"""

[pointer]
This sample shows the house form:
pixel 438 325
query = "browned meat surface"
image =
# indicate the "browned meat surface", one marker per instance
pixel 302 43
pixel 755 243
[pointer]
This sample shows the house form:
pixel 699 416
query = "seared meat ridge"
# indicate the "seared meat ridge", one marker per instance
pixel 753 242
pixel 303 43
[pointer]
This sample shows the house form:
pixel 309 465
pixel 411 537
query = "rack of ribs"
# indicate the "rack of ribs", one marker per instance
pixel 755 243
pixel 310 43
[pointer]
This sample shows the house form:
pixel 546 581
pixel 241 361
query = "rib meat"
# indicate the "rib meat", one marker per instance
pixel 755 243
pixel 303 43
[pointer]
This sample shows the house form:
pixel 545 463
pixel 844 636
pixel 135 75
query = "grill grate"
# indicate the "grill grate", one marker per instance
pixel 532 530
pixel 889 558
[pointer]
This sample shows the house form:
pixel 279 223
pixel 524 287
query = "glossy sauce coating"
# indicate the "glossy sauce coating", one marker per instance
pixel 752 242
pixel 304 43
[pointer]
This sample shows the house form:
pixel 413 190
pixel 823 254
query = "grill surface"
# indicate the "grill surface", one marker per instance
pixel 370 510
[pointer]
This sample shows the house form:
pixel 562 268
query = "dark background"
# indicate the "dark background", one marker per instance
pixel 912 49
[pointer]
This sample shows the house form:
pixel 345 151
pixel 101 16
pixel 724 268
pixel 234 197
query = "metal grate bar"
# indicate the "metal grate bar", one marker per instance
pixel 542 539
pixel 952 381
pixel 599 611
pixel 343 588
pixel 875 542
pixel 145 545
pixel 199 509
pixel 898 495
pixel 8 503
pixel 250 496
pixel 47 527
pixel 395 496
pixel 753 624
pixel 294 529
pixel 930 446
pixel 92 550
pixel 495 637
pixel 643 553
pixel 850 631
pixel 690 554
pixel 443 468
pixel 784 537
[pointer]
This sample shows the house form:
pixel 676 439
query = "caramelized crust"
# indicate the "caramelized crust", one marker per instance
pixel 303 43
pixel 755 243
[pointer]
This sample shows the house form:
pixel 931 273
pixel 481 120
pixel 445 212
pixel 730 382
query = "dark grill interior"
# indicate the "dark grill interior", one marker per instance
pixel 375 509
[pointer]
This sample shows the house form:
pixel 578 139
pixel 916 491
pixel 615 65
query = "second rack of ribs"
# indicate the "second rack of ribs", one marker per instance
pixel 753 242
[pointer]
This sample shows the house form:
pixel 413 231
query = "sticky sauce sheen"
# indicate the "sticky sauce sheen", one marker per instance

"""
"""

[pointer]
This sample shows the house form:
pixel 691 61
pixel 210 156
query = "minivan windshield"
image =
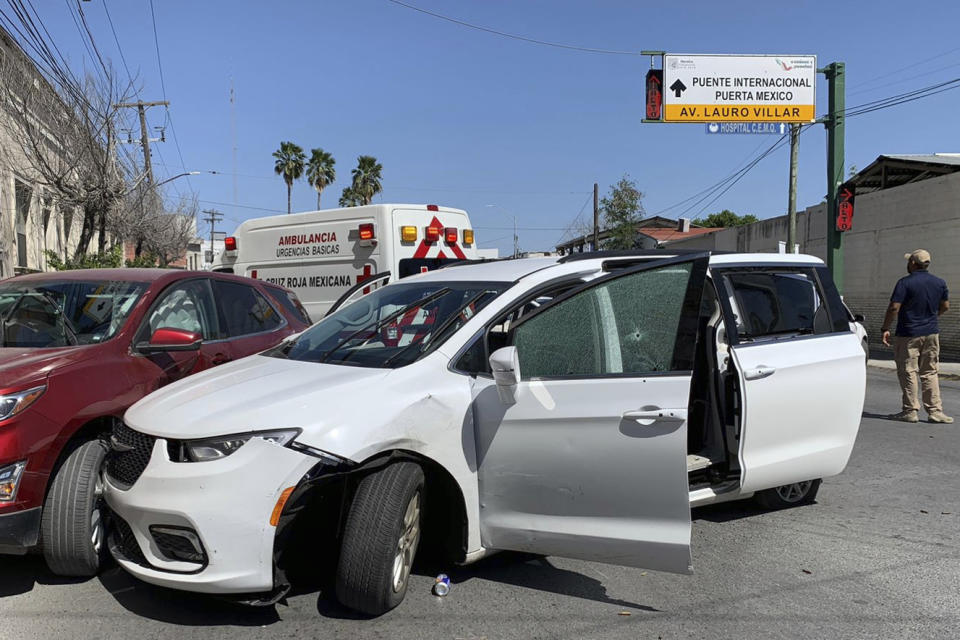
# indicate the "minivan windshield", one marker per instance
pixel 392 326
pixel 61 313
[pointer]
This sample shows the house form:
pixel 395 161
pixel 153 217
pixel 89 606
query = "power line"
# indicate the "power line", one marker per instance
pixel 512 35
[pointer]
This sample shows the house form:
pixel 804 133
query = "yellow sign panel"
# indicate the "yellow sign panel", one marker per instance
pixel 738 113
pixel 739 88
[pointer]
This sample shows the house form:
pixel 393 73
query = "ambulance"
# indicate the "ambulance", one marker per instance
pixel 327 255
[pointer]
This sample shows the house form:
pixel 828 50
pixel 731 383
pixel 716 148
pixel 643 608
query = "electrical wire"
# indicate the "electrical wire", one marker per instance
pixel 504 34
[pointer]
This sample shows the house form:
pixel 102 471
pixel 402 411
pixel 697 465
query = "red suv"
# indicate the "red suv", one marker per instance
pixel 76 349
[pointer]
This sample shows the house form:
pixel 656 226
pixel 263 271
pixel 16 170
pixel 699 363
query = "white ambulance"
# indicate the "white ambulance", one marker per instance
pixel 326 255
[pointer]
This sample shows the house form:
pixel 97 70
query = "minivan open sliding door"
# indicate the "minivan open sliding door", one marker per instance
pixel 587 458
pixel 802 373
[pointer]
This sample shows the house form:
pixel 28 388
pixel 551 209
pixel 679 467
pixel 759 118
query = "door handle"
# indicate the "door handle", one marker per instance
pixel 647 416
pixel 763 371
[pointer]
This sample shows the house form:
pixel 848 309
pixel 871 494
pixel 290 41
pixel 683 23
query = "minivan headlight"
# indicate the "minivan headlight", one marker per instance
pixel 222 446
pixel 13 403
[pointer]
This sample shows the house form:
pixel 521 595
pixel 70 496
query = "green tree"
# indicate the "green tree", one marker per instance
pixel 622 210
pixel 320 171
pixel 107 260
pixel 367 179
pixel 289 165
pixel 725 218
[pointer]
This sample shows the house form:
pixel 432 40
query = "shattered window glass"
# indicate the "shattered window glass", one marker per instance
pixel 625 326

"""
"""

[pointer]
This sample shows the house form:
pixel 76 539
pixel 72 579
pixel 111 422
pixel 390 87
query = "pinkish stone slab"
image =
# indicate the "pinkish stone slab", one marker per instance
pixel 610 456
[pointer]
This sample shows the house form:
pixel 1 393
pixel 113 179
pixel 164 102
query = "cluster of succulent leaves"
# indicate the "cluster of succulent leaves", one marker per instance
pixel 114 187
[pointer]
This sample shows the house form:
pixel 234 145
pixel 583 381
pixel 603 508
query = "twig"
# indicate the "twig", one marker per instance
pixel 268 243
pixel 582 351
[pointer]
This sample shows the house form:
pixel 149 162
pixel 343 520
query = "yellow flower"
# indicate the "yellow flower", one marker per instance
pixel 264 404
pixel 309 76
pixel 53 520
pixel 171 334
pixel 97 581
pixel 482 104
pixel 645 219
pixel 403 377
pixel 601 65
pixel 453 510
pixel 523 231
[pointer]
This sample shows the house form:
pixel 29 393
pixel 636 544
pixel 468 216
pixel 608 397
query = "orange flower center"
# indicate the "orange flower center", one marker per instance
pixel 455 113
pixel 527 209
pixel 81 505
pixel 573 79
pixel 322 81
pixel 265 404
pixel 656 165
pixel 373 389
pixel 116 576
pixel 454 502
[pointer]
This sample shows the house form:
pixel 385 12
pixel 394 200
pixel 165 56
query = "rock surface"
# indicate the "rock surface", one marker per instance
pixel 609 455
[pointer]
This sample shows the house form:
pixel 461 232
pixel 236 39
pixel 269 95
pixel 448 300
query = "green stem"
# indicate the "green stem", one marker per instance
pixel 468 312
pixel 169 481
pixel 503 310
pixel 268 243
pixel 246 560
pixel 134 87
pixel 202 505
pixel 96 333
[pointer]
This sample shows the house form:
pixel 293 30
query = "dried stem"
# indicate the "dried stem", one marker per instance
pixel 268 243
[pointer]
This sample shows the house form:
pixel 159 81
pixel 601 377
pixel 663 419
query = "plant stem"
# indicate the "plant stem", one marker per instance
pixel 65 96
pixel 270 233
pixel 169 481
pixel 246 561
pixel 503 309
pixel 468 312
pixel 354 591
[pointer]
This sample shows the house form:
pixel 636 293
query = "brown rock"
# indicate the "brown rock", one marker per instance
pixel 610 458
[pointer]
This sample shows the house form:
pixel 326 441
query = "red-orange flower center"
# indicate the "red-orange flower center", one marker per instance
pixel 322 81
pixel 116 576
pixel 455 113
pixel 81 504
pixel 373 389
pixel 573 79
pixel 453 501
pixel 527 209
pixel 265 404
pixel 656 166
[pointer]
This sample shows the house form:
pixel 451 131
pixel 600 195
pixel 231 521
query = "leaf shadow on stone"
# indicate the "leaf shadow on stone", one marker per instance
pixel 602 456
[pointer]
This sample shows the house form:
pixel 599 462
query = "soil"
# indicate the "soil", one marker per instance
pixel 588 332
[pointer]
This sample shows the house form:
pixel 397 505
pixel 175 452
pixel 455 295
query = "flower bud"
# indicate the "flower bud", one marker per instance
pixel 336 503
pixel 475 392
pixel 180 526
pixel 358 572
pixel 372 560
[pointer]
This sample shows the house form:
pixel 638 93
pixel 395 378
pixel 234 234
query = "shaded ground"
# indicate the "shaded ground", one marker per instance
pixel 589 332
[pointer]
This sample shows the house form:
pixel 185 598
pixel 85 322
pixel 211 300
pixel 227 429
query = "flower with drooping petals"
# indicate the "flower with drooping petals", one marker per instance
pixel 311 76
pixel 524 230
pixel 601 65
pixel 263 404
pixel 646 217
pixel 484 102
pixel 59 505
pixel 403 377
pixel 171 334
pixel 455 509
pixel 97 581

"""

Gather each line in the listing above that contains the word "drooping", and copy every one of them in full.

**THE RESULT:**
query = "flower with drooping petals"
# indicate the "flower with drooping petals", one marker per instance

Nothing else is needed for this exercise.